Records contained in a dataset
┄┄┄┄┄┄┄┄┄┄┄┄┄┄┄┄┄┄┄┄
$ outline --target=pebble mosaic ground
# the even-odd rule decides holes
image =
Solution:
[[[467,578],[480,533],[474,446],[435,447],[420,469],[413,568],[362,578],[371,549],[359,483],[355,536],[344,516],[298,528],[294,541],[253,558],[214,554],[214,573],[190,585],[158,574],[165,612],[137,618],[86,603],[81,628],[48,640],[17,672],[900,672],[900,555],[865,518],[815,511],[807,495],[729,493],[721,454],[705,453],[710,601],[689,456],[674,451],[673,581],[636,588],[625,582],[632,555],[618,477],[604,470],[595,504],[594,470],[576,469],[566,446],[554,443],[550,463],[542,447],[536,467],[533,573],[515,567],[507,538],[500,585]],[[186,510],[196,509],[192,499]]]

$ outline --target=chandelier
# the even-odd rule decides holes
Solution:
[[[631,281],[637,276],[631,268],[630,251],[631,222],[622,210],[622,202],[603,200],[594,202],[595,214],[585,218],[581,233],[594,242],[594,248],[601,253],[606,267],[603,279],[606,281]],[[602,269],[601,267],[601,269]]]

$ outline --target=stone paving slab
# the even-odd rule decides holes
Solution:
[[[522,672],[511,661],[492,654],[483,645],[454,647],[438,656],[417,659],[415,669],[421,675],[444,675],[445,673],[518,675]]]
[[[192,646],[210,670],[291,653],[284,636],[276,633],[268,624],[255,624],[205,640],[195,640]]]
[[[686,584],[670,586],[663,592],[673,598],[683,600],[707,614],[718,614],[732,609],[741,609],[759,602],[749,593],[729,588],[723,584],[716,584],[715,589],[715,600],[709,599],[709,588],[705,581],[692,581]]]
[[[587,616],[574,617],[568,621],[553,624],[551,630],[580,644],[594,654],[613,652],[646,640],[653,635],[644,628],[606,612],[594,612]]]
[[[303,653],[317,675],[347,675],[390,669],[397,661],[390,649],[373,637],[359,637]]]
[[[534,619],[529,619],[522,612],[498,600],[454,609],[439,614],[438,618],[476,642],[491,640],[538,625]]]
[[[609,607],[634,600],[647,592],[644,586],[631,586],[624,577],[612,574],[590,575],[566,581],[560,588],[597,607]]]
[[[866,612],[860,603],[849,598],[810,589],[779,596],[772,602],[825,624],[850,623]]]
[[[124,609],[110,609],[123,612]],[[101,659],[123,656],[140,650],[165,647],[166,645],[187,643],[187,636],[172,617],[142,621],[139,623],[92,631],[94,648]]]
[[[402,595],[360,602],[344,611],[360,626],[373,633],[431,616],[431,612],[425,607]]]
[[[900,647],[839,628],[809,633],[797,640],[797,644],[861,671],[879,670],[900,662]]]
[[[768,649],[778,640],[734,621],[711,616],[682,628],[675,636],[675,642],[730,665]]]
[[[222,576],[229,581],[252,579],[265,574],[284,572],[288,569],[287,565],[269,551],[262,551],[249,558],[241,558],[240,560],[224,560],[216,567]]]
┄┄┄┄┄┄┄┄┄┄┄┄┄┄┄┄┄┄┄┄
Written problem
Copy each line of the data exactly, leaving nothing out.

Full answer
$ outline --target=pebble mosaic ground
# the even-odd rule decides holes
image =
Solution:
[[[467,578],[480,533],[474,446],[435,447],[420,469],[413,568],[362,578],[371,549],[359,483],[355,536],[344,516],[298,528],[294,541],[253,558],[214,554],[214,573],[190,585],[158,574],[165,612],[137,618],[86,603],[81,628],[48,640],[17,672],[900,672],[900,555],[865,518],[815,511],[807,495],[729,493],[721,454],[705,453],[710,601],[689,456],[674,451],[673,581],[636,588],[625,582],[632,555],[618,477],[604,470],[595,504],[594,470],[576,469],[566,446],[554,443],[550,463],[542,447],[536,467],[533,573],[515,567],[507,538],[500,585]],[[186,510],[196,509],[192,499]]]

$ outline --target=chandelier
# the even-odd rule decides holes
Solution:
[[[631,281],[637,276],[631,268],[630,251],[631,222],[622,210],[622,202],[603,200],[594,202],[595,214],[585,218],[581,233],[594,242],[594,248],[601,253],[606,267],[603,279],[606,281]],[[602,269],[601,267],[601,269]]]

$ outline --target=stone paving slab
# the even-odd rule decides holes
Solution:
[[[522,672],[511,661],[492,654],[483,645],[454,647],[438,656],[417,659],[415,669],[421,675],[444,675],[445,673],[518,675]]]
[[[192,646],[210,670],[291,653],[284,636],[276,633],[268,624],[255,624],[205,640],[195,640]]]
[[[686,584],[670,586],[663,592],[673,598],[683,600],[707,614],[718,614],[732,609],[741,609],[759,602],[749,593],[729,588],[723,584],[716,584],[715,589],[715,600],[709,599],[709,588],[705,581],[692,581]]]
[[[587,616],[574,617],[568,621],[553,624],[551,630],[580,644],[594,654],[613,652],[646,640],[653,635],[644,628],[606,612],[594,612]]]
[[[303,653],[317,675],[347,675],[390,669],[397,661],[390,649],[373,637],[359,637]]]
[[[534,619],[529,619],[522,612],[498,600],[454,609],[439,614],[438,618],[476,642],[491,640],[538,625]]]
[[[609,607],[634,600],[647,592],[644,586],[631,586],[624,577],[612,574],[590,575],[566,581],[560,588],[597,607]]]
[[[866,612],[860,603],[849,598],[810,589],[779,596],[772,602],[825,624],[850,623]]]
[[[124,609],[110,609],[123,612]],[[101,659],[123,656],[140,650],[165,647],[166,645],[187,643],[187,636],[172,617],[142,621],[139,623],[92,631],[94,648]]]
[[[402,595],[360,602],[344,611],[360,626],[373,633],[431,616],[431,612],[425,607]]]
[[[900,647],[839,628],[809,633],[797,640],[797,644],[861,671],[879,670],[900,662]]]
[[[768,649],[778,640],[734,621],[711,616],[682,628],[675,636],[675,642],[730,665]]]
[[[222,576],[229,581],[252,579],[265,574],[284,572],[288,569],[287,565],[269,551],[262,551],[249,558],[241,558],[240,560],[224,560],[216,567]]]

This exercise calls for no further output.